_INPUT DATA_:

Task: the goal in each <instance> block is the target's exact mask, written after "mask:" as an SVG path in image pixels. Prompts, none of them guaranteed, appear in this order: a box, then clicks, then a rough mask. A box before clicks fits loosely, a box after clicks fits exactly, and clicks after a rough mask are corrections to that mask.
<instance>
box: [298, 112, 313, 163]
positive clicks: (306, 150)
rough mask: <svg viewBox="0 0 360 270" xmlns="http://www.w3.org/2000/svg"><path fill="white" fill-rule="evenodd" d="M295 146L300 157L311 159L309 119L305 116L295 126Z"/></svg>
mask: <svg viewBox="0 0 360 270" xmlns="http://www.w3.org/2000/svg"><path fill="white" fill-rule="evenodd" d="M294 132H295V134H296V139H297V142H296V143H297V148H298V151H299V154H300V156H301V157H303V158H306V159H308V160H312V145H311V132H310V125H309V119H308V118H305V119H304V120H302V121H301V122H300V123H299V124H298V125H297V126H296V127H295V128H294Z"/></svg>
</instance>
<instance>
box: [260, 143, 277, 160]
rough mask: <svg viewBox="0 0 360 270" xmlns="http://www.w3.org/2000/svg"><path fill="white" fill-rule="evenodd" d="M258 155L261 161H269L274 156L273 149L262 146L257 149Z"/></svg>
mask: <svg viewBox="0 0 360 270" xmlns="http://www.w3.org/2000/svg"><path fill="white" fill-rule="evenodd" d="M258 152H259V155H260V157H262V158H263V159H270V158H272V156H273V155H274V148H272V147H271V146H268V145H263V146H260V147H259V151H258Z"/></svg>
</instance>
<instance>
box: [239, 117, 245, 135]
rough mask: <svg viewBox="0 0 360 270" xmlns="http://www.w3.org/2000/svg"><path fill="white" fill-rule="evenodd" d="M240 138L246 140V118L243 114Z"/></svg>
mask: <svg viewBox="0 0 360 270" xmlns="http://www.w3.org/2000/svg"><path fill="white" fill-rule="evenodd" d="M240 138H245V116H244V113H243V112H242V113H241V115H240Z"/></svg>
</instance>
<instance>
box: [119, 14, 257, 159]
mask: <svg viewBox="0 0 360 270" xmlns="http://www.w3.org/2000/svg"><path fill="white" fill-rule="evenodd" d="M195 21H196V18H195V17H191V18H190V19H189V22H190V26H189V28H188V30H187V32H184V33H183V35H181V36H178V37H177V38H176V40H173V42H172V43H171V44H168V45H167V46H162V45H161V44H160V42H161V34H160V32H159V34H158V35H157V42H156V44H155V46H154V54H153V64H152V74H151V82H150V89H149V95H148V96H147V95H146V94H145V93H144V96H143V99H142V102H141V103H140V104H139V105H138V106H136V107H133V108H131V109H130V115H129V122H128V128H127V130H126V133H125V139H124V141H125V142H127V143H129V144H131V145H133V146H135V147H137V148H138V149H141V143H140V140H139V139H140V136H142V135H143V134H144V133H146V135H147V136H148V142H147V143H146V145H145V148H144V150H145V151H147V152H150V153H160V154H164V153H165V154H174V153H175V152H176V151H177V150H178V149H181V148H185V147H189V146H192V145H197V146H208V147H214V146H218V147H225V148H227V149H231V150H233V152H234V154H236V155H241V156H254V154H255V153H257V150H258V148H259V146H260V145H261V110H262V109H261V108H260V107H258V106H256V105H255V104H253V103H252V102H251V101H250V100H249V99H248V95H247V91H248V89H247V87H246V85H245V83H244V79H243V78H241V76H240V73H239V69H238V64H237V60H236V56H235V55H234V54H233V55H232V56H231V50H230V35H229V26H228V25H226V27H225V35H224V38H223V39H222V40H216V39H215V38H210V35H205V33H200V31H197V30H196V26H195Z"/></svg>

_WORK INSTRUCTION_:
Reproduce verbatim the rows above, beginning with the first row and continuing through the row containing "146L300 157L311 159L309", both included.

_EXPECTED OUTPUT_:
Task: the goal in each <instance> block is the target's exact mask, written after "mask:" as an SVG path in image pixels. Prompts, none of them guaranteed, appear in this order: a box, then clicks, then a rough mask. A box before clicks fits loosely, a box after clicks fits exactly, and clicks after a rough mask are corrections to that mask.
<instance>
box: [298, 112, 313, 163]
positive clicks: (306, 150)
rough mask: <svg viewBox="0 0 360 270" xmlns="http://www.w3.org/2000/svg"><path fill="white" fill-rule="evenodd" d="M295 146L300 157L311 159L309 119L305 116L295 126Z"/></svg>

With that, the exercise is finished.